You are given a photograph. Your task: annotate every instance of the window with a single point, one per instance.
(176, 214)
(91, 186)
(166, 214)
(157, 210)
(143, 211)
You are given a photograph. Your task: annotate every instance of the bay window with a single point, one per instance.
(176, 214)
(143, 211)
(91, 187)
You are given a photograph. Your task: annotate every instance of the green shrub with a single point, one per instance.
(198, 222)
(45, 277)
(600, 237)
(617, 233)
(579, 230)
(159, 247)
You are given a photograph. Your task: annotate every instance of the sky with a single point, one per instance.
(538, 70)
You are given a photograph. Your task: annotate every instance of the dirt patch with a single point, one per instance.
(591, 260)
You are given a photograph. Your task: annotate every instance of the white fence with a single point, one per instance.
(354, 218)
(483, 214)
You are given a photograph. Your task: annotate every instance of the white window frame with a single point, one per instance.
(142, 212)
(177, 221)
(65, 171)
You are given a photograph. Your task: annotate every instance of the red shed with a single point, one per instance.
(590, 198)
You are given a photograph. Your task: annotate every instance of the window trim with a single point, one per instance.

==

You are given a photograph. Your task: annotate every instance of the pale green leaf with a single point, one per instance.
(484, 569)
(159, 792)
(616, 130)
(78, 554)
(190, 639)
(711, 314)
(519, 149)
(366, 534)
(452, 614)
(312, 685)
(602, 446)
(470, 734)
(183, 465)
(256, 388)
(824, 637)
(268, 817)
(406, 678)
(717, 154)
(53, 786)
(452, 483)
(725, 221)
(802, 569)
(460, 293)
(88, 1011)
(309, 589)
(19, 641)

▸ ASSIGNED TASK
All lines in the data above from the one with "patch with a single point, one per instance." through the one with "trim with a single point, one per instance." must be repeated exactly, and no others.

▸ ANSWER SPACE
You are given a photograph. Your task: annotate every instance of the dirt patch with a single point, one per instance.
(591, 260)
You are given a photograph. Your task: annotate every instance of the white fence with a single point, one per instance.
(354, 218)
(483, 214)
You are given a photograph. Your task: annotate every instance of the white window frame with a single point, one per instance.
(142, 212)
(177, 221)
(65, 171)
You are given a photograph. Your task: annotate every instance of the red shed with a single point, one per instance.
(590, 198)
You are given a photograph. Your task: annotate every instance of the window trim with a single point, one per instance.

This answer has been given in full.